• [Exercise] Present the listing below as a Markdown table with two columns, Number and Content. Give each line its own numbered row and omit blank lines.

• [Information shown]

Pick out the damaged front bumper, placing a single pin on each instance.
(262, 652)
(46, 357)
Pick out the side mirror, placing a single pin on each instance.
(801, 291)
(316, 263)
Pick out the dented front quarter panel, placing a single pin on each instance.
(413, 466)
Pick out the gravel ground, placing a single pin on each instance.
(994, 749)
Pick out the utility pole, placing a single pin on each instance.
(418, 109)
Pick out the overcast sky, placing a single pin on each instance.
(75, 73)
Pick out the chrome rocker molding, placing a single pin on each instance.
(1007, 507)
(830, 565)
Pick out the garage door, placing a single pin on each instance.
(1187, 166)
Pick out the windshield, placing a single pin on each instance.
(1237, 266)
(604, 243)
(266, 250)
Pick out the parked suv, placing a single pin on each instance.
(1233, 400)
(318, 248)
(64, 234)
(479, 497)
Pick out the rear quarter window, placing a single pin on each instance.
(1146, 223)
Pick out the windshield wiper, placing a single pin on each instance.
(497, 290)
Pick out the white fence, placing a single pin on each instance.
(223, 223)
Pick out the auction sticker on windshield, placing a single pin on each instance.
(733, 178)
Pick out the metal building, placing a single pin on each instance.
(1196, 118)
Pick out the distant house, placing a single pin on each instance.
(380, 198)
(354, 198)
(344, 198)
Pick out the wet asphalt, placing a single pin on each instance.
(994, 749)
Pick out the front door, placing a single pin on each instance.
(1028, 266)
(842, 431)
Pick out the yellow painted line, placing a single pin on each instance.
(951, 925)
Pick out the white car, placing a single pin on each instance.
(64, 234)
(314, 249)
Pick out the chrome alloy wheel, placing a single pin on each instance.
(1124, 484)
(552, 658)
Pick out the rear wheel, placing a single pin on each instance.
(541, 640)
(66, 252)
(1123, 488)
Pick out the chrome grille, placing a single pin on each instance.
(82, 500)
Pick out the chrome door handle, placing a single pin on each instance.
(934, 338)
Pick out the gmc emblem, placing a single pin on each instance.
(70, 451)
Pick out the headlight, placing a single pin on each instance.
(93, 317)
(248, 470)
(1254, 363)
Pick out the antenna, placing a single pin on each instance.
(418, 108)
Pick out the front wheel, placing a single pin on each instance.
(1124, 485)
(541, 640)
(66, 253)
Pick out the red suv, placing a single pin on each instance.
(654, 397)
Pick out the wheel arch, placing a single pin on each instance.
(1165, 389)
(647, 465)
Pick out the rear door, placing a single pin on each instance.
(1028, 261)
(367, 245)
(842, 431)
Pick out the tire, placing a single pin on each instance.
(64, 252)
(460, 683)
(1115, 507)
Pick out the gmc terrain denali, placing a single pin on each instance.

• [Answer to the exercise]
| Number | Content |
|---|---|
| 1 | Pick out the damaged front bumper, placing a single pin on each instance. |
| 2 | (262, 652) |
| 3 | (46, 357) |
| 4 | Pick out the side mirror, placing a single pin on each instance. |
| 5 | (801, 291) |
| 6 | (316, 263) |
| 7 | Pick out the dented front quarter panel, placing a single pin on each instance. |
| 8 | (413, 466) |
| 9 | Pick out the gravel ground, placing a single pin on each instance. |
| 10 | (994, 749) |
| 11 | Pick out the utility pole, placing a single pin on each instance. |
| 12 | (418, 109) |
| 13 | Pick out the overcast sky, placing a single pin on each instance. |
| 14 | (75, 73) |
| 15 | Pick out the chrome rocker molding, placing a single pin on each instance. |
| 16 | (1007, 507) |
| 17 | (830, 565) |
| 18 | Pick out the garage door, placing a single pin on each instance. |
| 19 | (1187, 166) |
| 20 | Pick out the windshield, placing a single pin on each instance. |
| 21 | (1237, 266) |
| 22 | (604, 243) |
| 23 | (266, 250) |
| 24 | Pick out the parked suv, placing a single pin on each instance. |
| 25 | (1233, 400) |
| 26 | (318, 248) |
| 27 | (64, 234) |
| 28 | (479, 497) |
| 29 | Pick out the rear quarter window, placing a single pin on each instance. |
| 30 | (1146, 223) |
| 31 | Pick out the windshield wiper, placing a single pin on each instance. |
| 32 | (497, 290) |
| 33 | Pick out the white fence, placing a single pin on each instance. |
| 34 | (223, 223) |
| 35 | Pick out the auction sticker on windshield, placing a single pin on each instance. |
| 36 | (733, 178) |
| 37 | Pick out the metal building, placing a single pin on each instance. |
| 38 | (1196, 118) |
| 39 | Pick out the distant house, placing a single pin on each instance. |
| 40 | (380, 198) |
| 41 | (354, 198) |
| 42 | (344, 198) |
| 43 | Pick out the wet asphalt, placing a single pin on each instance. |
| 44 | (994, 749) |
| 45 | Pick out the front door, placing a single pin on each instance. |
| 46 | (1028, 266) |
| 47 | (842, 431) |
| 48 | Pick out the yellow painted line, placing a single pin on each instance. |
| 49 | (951, 925) |
| 50 | Pick out the white car, placing a single pin on each instance. |
| 51 | (64, 234) |
| 52 | (314, 249) |
| 53 | Pick out the chrome alloy wheel, placing a single pin on each instance. |
| 54 | (1124, 484) |
| 55 | (552, 658) |
| 56 | Pick out the rear wheel, placing a single pin on each instance. |
| 57 | (541, 640) |
| 58 | (66, 252) |
| 59 | (1123, 488) |
| 60 | Pick out the chrome grille, placing a single pin on each instance. |
| 61 | (82, 500) |
| 62 | Pick out the chrome door handle, placing a single pin on each instance. |
| 63 | (934, 338) |
| 64 | Pick out the gmc emblem, placing a single pin on each instance. |
| 65 | (70, 451) |
| 66 | Pick out the headlight, placing a single pin on each instance. |
| 67 | (93, 317) |
| 68 | (248, 470) |
| 69 | (1254, 363) |
| 70 | Pick out the antenna, placing a single pin on each instance. |
| 71 | (418, 108) |
| 72 | Pick out the front wheel, placing a single pin on each instance. |
| 73 | (1124, 485) |
| 74 | (541, 640) |
| 75 | (66, 253) |
| 76 | Pick out the red suv, placing a single pin on each instance. |
| 77 | (654, 397) |
| 78 | Pick out the wheel arch, placing a single pin on each instance. |
| 79 | (1165, 389) |
| 80 | (647, 465) |
| 81 | Pick out the rear door, placing a single pin on each instance. |
| 82 | (1028, 261) |
| 83 | (367, 245) |
| 84 | (842, 431) |
| 85 | Pick out the tire, placing a single pin on each instance. |
| 86 | (64, 252) |
| 87 | (460, 683) |
| 88 | (1115, 507) |
| 89 | Pick out the gmc terrain denali, placing a single pin on each instance. |